_GIVEN TASK:_ Which lines in the records below contain the string "pink", with matching case? Copy out each of those lines in full.

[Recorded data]
_____

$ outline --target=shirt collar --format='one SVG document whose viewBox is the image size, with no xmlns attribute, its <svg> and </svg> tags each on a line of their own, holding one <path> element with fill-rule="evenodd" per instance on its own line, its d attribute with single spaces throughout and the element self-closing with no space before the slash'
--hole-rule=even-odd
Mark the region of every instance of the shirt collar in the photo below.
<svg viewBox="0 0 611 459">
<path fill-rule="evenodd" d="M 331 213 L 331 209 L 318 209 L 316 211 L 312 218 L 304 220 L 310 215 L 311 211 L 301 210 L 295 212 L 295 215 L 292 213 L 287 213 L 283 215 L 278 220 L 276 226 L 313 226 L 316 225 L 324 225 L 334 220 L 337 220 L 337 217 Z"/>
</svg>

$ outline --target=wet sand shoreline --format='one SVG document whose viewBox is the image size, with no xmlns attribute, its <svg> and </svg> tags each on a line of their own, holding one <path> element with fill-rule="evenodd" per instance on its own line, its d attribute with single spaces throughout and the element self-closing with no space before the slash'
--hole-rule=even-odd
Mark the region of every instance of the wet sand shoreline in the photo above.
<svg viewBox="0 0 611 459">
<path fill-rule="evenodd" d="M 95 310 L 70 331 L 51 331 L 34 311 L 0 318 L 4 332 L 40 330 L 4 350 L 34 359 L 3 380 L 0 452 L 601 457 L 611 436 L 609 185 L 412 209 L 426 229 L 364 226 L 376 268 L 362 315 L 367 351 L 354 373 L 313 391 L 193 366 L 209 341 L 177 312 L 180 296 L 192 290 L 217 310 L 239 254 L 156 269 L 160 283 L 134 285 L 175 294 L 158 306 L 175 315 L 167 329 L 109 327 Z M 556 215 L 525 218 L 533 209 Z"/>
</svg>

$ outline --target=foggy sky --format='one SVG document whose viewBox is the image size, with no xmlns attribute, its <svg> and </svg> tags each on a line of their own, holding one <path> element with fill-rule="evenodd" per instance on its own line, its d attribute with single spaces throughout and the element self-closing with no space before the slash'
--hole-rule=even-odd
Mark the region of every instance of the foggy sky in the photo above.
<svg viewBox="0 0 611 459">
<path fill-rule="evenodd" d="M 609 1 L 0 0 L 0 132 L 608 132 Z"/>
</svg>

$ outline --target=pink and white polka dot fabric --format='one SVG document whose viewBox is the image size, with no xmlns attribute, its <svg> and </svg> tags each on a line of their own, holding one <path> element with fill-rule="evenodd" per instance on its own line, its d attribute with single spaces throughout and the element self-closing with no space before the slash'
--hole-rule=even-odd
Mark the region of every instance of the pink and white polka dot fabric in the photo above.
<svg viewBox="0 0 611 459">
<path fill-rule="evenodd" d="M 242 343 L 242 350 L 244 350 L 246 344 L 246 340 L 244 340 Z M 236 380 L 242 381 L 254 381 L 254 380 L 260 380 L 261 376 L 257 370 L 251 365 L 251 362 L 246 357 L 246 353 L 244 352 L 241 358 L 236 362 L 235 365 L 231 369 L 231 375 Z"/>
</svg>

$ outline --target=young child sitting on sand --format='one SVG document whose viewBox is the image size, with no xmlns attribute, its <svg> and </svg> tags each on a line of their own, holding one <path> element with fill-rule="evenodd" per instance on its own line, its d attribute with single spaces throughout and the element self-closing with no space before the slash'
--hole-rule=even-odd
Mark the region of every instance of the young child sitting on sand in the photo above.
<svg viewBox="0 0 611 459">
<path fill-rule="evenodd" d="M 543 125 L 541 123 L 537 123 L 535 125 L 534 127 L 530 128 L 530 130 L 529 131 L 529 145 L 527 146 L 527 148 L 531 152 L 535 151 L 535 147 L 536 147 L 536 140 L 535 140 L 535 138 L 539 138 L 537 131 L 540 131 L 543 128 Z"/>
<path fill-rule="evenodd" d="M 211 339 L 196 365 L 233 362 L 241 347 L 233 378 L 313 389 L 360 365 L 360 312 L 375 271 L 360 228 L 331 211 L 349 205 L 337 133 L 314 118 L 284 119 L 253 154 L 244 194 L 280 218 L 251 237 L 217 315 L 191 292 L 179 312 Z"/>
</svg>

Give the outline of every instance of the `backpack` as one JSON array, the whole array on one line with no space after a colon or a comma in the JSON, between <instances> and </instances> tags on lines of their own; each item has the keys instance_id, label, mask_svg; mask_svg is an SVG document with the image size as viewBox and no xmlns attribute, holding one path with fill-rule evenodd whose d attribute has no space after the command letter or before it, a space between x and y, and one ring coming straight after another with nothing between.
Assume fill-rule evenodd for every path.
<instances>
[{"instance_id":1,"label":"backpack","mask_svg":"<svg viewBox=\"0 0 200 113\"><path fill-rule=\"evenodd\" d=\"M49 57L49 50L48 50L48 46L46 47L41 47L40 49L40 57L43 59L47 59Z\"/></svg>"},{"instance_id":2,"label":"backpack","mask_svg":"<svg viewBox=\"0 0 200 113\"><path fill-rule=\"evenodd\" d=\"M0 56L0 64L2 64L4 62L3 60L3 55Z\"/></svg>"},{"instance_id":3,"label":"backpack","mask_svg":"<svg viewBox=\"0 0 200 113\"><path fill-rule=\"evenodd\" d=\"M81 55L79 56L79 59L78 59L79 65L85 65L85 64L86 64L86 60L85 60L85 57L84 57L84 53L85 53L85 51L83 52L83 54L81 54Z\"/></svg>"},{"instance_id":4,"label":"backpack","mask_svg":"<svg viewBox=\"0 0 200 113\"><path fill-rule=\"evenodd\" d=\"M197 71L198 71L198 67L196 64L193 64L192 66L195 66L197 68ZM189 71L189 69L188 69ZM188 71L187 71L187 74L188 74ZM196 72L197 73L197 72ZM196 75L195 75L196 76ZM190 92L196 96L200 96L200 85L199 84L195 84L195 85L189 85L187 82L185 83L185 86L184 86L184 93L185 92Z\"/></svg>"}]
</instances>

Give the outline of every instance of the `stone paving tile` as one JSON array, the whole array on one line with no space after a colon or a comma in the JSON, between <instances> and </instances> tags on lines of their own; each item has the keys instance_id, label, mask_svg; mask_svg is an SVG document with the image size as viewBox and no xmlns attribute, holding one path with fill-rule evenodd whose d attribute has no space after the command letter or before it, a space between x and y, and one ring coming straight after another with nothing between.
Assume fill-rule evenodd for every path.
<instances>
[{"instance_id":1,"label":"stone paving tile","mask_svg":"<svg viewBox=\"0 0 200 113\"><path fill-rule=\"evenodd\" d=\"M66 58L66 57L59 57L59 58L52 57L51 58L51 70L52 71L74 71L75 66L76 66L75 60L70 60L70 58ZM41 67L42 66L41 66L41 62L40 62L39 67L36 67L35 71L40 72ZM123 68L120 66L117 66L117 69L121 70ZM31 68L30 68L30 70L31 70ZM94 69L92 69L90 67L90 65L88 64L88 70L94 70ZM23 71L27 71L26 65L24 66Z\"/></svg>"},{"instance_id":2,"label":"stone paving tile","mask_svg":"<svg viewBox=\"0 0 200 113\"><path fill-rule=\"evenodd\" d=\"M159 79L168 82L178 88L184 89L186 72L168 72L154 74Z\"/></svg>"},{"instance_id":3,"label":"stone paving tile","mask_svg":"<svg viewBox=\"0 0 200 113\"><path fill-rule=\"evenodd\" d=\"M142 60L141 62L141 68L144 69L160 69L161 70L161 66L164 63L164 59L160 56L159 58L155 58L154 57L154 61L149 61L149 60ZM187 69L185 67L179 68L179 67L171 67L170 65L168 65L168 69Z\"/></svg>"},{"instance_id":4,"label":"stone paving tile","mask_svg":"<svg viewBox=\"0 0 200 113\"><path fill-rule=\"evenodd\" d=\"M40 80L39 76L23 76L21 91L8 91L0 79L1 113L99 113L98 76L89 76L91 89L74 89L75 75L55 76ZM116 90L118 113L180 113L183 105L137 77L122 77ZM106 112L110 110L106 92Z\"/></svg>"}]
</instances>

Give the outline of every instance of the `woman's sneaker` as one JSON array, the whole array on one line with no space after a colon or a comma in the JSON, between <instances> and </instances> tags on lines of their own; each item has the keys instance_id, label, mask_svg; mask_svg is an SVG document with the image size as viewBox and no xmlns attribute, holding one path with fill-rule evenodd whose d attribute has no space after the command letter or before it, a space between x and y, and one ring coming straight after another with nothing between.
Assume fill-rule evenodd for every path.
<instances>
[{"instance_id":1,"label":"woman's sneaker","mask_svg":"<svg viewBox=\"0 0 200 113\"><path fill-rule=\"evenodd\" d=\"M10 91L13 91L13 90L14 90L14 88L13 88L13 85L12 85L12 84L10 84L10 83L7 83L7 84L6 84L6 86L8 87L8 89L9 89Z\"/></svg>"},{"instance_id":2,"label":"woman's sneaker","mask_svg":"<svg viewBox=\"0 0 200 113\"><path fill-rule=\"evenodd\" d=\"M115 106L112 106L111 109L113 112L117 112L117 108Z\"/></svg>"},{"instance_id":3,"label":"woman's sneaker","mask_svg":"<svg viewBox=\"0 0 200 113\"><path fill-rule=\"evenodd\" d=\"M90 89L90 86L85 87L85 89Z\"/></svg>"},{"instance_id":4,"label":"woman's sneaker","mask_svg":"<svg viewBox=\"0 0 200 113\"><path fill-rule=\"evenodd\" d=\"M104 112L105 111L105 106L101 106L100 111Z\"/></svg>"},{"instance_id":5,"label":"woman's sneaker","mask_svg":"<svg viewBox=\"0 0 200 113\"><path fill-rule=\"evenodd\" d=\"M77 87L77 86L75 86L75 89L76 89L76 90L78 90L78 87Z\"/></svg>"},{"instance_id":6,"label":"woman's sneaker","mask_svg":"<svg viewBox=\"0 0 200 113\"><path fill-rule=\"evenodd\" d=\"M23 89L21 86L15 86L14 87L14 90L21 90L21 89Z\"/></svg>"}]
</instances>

_____

_SOLUTION TO THIS TASK:_
$ outline --target=pink and white polka dot fabric --format='one SVG document whose viewBox is the image size, with no xmlns attribute, its <svg> and </svg> tags each on a line of their own, holding one <path> element with fill-rule="evenodd" per instance on its own line, its d attribute with single spaces throughout and the element self-closing with no space before the slash'
Mark the region of every instance of the pink and white polka dot fabric in the photo above.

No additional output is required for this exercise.